**Quoted passage:**
- Opening Delimiter -

Danish merchant, consul and philanthropist

Hendrik Pontoppidan (21 March 1814 in Thisted – 22 February 1901) was a Danish merchant, consul and philanthropist. His parents were priest Børge P. Glahn and Mette Magdalene ( Glahn) but when he was three his father died and he was moved to Thisted to live with family there. Through his life Hendrik Pontoppidan worked extensively with agriculture advocacy and reform. He co-founded several organizations that helped farmers get organized.

He completed his youth studies and then moved abroad to study trade. He studied in Copenhagen, Altona and Manchester and settled in Hamburg. Here he built a large and respected trade and loan business which was connected to many Danish merchants. During the Panic of 1857 Pontoppidan received much help from his Danish connections and emerged from the crisis unscathed. Already in the 1840s the National Bank of Denmark started using him as a commissioner and in 1851 he was made Danish Consul in Hamburg. He proved an effective and impassioned proponent of Danish farmers of Danes living in Hamburg and he founded the Scandinavian Association and was the chairman of it for many years.

- Closing Delimiter -

**Tasks to perform:**
#1 Rewrite the passage on Hendrik Pontoppidan from "He completed his" to "for many years.", putting "reputable" in place of "respected".
#2 Extend the account of Hendrik Pontoppidan's life by writing the paragraph that follows its final sentence.

**Data block:**
- Opening Delimiter -

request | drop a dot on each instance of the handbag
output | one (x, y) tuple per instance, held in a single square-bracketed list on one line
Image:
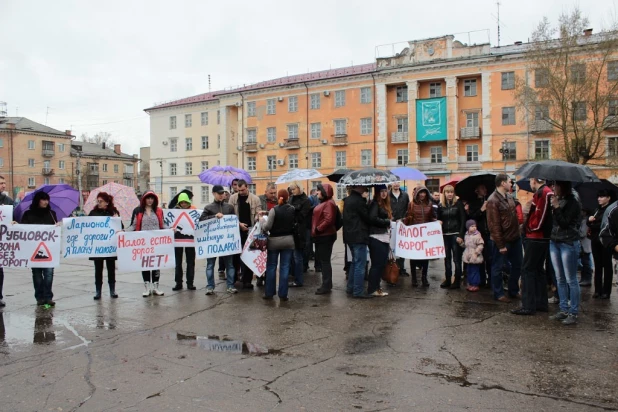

- Closing Delimiter -

**List of answers:**
#1
He completed his youth studies and then moved abroad to study trade. He studied in Copenhagen, Altona and Manchester and settled in Hamburg. Here he built a large and reputable trade and loan business which was connected to many Danish merchants. During the Panic of 1857 Pontoppidan received much help from his Danish connections and emerged from the crisis unscathed. Already in the 1840s the National Bank of Denmark started using him as a commissioner and in 1851 he was made Danish Consul in Hamburg. He proved an effective and impassioned proponent of Danish farmers of Danes living in Hamburg and he founded the Scandinavian Association and was the chairman of it for many years.

#2
Pontoppidan was also very active in agriculture in Denmark where he owned several estates. He was also friends with Enrico Dalgas and active in the work of Hedeselskabet. He owned the manor Høgildgård at Herning and there he turned 1100 hectares of heath into farmland. He also owned the manor Constantinsborg at Aarhus which he turned into a well-run operation. Through various charitable donations and foundations he donated some 50.000 Danish Crowns to the Organisation of Farmer's Associations in Jutland. He also donated large sums to Hedeselskabet, Jyske Landboforeninger and Foreningen for Danmarks Fjerkræavl, which he also co-founded. In 1875, he was made commander of the Order of the Dannebrog, in 1880 he was made commander first class and in 1891, at his 50th business anniversary, he got the Medal of Merit.

Hendrik Pontoppidan died on 22 February 1901 and was buried at Ormslev Cemetery. Skanseparken in Aarhus contains a bust of Hendrik Pontoppidan by the sculptors Vilhelm Bissen and Rasmus Andersen.